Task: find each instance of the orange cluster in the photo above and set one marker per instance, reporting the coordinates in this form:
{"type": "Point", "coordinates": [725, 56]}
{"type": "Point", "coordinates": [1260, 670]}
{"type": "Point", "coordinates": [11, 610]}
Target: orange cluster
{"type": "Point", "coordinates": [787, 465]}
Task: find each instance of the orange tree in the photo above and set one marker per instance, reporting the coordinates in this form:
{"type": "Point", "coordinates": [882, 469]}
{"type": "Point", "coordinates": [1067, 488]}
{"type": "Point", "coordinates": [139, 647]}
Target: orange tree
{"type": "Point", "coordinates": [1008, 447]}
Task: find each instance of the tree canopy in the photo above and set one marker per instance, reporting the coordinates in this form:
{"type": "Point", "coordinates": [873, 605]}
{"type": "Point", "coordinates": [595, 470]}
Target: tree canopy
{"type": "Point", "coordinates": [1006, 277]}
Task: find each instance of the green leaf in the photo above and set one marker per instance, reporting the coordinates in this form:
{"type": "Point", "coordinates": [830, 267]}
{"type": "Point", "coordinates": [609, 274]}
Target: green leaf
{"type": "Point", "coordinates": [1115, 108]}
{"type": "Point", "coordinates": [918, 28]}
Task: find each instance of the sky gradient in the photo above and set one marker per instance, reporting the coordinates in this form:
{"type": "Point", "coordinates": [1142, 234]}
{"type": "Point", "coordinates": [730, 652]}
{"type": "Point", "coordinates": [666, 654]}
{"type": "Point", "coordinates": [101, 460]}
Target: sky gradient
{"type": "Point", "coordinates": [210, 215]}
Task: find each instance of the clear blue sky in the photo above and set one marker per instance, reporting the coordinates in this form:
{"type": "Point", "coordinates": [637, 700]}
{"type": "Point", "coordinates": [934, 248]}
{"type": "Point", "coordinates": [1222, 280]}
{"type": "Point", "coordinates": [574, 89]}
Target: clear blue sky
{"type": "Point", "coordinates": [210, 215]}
+++++
**WORK TO BE COMPLETED**
Retype the rows above, starting at the line that contains "Task: find each instance of the clear" and ending at the last line of the rows.

**TASK ANSWER**
Task: find each instance of the clear blue sky in the photo above and set one marker per instance, reporting the coordinates in this form:
{"type": "Point", "coordinates": [637, 700]}
{"type": "Point", "coordinates": [934, 248]}
{"type": "Point", "coordinates": [1222, 280]}
{"type": "Point", "coordinates": [574, 89]}
Target: clear blue sky
{"type": "Point", "coordinates": [210, 215]}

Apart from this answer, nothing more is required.